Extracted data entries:
--
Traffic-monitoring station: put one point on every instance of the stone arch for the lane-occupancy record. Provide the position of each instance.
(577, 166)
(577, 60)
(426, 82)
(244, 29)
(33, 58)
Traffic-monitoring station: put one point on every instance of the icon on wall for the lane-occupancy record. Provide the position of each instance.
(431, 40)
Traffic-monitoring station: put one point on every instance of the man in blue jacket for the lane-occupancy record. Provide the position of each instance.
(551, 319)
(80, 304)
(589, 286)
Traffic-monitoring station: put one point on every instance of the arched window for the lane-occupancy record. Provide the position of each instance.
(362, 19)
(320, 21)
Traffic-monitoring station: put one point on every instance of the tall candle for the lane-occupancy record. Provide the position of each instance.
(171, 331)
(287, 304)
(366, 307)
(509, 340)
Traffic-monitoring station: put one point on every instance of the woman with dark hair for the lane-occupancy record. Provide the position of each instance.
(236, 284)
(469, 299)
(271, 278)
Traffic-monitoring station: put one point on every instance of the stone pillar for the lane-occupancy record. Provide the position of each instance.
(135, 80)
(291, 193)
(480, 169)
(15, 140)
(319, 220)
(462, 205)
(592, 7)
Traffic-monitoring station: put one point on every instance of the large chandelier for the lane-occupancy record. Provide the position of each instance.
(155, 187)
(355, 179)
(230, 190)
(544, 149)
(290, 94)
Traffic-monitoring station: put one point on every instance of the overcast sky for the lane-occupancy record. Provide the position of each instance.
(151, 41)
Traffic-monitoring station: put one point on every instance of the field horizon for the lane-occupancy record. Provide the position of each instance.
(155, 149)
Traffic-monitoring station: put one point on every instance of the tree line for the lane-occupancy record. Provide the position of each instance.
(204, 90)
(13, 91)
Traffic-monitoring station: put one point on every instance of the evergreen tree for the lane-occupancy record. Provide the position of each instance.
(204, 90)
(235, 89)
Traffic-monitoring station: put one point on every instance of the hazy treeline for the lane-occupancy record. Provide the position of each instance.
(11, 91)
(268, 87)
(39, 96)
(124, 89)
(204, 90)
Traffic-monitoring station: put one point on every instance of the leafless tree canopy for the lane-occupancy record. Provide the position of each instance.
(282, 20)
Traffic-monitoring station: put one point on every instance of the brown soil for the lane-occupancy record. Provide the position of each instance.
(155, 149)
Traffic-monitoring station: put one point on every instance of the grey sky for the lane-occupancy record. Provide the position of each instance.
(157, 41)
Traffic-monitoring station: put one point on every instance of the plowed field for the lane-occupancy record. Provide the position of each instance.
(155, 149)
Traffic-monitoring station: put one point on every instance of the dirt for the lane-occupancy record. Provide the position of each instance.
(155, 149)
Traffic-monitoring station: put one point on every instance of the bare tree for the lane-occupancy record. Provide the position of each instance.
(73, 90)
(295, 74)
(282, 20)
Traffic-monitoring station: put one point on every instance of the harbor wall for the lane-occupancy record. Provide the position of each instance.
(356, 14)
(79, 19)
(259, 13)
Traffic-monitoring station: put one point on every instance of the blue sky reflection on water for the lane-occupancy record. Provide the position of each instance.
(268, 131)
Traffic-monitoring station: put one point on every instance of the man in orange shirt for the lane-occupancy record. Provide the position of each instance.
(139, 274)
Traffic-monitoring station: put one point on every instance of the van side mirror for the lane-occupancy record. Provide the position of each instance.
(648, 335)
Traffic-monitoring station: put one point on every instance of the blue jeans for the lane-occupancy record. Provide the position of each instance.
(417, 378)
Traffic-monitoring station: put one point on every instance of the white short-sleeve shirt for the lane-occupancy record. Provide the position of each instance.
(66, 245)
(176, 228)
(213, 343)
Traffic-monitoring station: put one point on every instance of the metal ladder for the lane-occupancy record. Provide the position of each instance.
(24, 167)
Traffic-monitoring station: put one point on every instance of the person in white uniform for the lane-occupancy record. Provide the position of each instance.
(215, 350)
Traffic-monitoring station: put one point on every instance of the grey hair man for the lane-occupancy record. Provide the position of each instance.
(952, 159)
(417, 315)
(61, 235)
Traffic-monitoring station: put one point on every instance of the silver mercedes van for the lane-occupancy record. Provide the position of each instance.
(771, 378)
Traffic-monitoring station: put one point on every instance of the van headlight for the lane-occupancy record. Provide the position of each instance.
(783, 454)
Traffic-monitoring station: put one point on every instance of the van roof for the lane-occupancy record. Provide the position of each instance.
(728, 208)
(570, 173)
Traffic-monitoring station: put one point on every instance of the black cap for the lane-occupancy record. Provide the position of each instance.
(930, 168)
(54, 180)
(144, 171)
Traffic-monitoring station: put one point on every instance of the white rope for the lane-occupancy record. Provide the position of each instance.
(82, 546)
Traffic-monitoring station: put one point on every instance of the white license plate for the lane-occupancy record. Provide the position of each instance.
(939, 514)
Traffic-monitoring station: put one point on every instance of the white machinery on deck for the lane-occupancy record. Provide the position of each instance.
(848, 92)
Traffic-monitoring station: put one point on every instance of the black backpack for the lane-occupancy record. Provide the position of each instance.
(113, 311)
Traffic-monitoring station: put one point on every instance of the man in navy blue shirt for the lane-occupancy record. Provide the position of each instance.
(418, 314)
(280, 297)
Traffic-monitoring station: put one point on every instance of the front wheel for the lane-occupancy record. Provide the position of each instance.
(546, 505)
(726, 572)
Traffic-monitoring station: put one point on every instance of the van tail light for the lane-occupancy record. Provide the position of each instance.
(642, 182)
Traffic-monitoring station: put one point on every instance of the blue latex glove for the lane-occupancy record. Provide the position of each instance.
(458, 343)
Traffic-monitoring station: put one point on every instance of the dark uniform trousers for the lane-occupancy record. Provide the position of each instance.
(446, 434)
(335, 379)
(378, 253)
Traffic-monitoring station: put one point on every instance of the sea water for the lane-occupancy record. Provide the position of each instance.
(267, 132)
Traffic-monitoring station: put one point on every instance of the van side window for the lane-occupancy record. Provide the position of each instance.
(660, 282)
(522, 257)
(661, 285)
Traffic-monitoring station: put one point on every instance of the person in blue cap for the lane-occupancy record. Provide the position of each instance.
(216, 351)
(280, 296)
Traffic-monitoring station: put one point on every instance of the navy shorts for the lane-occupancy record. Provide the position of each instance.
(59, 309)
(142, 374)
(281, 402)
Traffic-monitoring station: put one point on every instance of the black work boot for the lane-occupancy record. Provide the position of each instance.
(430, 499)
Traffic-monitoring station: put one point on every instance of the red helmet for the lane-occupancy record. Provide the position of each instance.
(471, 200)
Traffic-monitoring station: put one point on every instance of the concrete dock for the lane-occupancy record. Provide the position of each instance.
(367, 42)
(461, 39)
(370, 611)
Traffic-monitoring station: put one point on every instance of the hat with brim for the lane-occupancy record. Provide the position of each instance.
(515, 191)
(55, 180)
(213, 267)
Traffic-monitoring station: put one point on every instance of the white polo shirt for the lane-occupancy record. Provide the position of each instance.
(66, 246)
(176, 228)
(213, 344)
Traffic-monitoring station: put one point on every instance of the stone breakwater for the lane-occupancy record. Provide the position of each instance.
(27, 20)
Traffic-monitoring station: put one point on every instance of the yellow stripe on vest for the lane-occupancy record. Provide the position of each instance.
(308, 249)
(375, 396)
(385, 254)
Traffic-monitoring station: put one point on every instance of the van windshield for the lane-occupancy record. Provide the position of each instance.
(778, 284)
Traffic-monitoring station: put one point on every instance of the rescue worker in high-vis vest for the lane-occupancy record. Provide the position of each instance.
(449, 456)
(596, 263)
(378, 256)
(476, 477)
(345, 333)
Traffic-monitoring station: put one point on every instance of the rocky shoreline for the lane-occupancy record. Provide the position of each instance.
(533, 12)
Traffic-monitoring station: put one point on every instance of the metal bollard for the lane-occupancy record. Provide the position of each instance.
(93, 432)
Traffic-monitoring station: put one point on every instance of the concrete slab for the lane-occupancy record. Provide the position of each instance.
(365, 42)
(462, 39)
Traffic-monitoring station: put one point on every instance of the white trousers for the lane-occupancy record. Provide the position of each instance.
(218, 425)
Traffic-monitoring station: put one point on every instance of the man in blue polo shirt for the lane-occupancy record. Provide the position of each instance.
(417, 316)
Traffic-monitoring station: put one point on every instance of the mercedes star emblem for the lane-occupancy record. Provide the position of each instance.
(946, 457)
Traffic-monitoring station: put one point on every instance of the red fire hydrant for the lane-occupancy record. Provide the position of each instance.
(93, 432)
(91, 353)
--
*What to produce:* Quote exactly and only the lines from the one holding "the white polo" through the end of the data.

*Answer to this problem:*
Traffic-monitoring station: put one point on every instance of the white polo shirt for the lane-occupancy record. Provide the position of each instance.
(66, 246)
(176, 228)
(213, 344)
Traffic-monitoring station: put one point on every instance of the stone breakwater for the lane-occupancy record. Provide the position of each instance.
(27, 20)
Traffic-monitoring station: put one point on every instance of the yellow stripe on vest for the lane-occupancy record. Provide the position of each instance.
(308, 249)
(375, 396)
(385, 254)
Traffic-monitoring station: put one point on every instance of the van windshield for the lane-occupancy record. Provide the position of each instance.
(778, 284)
Traffic-monitoring station: put one point on every instance of the rescue worker in high-vis vest for the lane-occupancy record. Provide the position of each instance.
(449, 456)
(596, 263)
(378, 256)
(476, 477)
(345, 333)
Traffic-monitoring station: put one point on every instance of the rocky shoreline for the lane-occupancy record. Provide the position of each instance.
(533, 12)
Traffic-monitoring station: put one point on every instance of the metal bollard for the lane-occupancy record. Provide the position of each instance.
(93, 432)
Traffic-monitoring station: put one point on every instance of the concrete slab for the lane-occupancy record. Provide the position of each instance.
(365, 42)
(462, 39)
Traffic-monitoring station: put one point on every instance of the white trousers for the lane-occupancy record. Provide the position of each instance.
(218, 425)
Traffic-monitoring station: put one point on every instance of the man in blue polo shirt for the lane-occupancy record. Provide the position of each instance.
(417, 316)
Traffic-monitoring station: put one point on every instance of the mercedes star emblem for the lane-occupancy record. Provide the position of each instance.
(946, 457)
Traffic-monitoring station: put one point on every instance of the red fire hydrant for the lane-occupancy record. Provide the position of each instance.
(93, 432)
(91, 353)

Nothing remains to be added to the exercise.